— WHAT THIS TASK INVOLVES —
Can you reproduce the data beneath, keeping every line exact?

— DATA PROVIDED —
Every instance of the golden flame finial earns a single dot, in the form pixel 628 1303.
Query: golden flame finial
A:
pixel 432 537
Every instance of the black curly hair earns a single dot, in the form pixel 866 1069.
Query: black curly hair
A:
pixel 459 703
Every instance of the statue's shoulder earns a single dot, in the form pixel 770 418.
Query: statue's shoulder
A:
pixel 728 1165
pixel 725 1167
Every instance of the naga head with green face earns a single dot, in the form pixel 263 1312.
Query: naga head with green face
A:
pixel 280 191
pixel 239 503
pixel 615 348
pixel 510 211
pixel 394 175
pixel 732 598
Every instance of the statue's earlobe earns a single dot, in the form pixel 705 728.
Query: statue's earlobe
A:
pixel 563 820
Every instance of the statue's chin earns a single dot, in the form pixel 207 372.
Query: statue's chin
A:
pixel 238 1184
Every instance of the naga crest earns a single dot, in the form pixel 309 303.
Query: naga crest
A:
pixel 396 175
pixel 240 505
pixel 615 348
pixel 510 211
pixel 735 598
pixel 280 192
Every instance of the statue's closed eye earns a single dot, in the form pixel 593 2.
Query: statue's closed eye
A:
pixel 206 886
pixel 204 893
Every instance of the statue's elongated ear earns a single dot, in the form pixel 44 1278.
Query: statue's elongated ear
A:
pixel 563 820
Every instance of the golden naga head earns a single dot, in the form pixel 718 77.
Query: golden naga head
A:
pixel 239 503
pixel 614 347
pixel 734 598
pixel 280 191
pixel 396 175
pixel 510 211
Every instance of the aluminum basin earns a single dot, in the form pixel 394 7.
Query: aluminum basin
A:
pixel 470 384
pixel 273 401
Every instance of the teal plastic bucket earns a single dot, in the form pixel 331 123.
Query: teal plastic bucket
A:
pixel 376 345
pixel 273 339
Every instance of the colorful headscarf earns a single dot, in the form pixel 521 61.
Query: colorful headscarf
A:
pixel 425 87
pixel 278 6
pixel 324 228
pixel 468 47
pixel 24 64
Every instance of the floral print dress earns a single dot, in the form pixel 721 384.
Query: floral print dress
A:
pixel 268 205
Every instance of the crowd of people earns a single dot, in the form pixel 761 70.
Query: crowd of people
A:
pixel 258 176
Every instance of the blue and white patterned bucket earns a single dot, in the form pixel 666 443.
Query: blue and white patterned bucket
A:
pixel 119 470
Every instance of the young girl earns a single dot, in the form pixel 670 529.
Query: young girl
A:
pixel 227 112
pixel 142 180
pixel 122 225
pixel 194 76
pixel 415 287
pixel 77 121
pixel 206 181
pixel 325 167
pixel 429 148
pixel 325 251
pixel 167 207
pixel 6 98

— OUTPUT BELOW —
Every instance of the golden flame finial earns a single dot, in the form pixel 628 1303.
Query: golden flame finial
A:
pixel 432 537
Every instance of the black curly hair earns a single dot, in the form pixel 866 1069.
Query: black curly hair
A:
pixel 459 703
Every instance of the statue's shoulder earns a single dot, in the form pixel 770 418.
Query: statue's shoulder
A:
pixel 728 1165
pixel 725 1167
Every instance of the naga head with green face earns a single dot, in the form pixel 263 1312.
Query: naga head with green face
A:
pixel 280 191
pixel 239 503
pixel 615 348
pixel 510 211
pixel 394 175
pixel 732 598
Every instance of the statue's earlobe earns a single dot, in the form pixel 705 728.
Query: statue's earlobe
A:
pixel 563 820
Every instance of the statue's chin earns a single dot, in the form pixel 207 372.
Query: statue's chin
A:
pixel 238 1184
Every instance of the naga crest earns a single dot, in the form pixel 309 303.
Query: naga crest
A:
pixel 396 175
pixel 240 505
pixel 615 348
pixel 510 211
pixel 735 598
pixel 280 192
Every instance of the statue's closed eye earns a single dot, in the form pixel 593 2.
Query: statue's closed eye
A:
pixel 206 886
pixel 204 893
Every instance of the statue's elongated ear earns a single dot, in the form pixel 44 1278.
Query: statue's elongated ear
A:
pixel 563 820
Every instance of the golden naga head earns a single dot, in the form pixel 718 77.
Query: golden naga head
A:
pixel 239 503
pixel 614 347
pixel 734 598
pixel 280 191
pixel 396 175
pixel 510 211
Every instance of the aluminum basin earns a single dot, in the form pixel 394 7.
Query: aluminum basin
A:
pixel 470 384
pixel 273 401
Every instance of the teal plastic bucket earns a single dot, in the form pixel 331 123.
Query: teal plastic bucket
A:
pixel 376 345
pixel 273 339
Every instance of the colorful headscarf earns a single dot, in the form pixel 521 61.
Query: colorful headscarf
A:
pixel 425 87
pixel 278 6
pixel 324 228
pixel 468 47
pixel 24 64
Every instance of the floral print dress earns a single dot, in the form pixel 721 384.
Query: floral print dress
A:
pixel 268 205
Every instance of the crowd of people earns a single dot, in the form pixel 761 70.
Query: crowd of people
A:
pixel 258 176
Every instance of the blue and white patterned bucket earns a single dot, in the form pixel 666 443.
Query: blue and white patterned bucket
A:
pixel 119 470
Every instance of the young girl earns a single dot, in the form pixel 670 529.
Query: young girl
A:
pixel 227 112
pixel 142 180
pixel 122 225
pixel 194 76
pixel 415 287
pixel 77 121
pixel 206 181
pixel 325 167
pixel 429 148
pixel 325 251
pixel 167 207
pixel 6 98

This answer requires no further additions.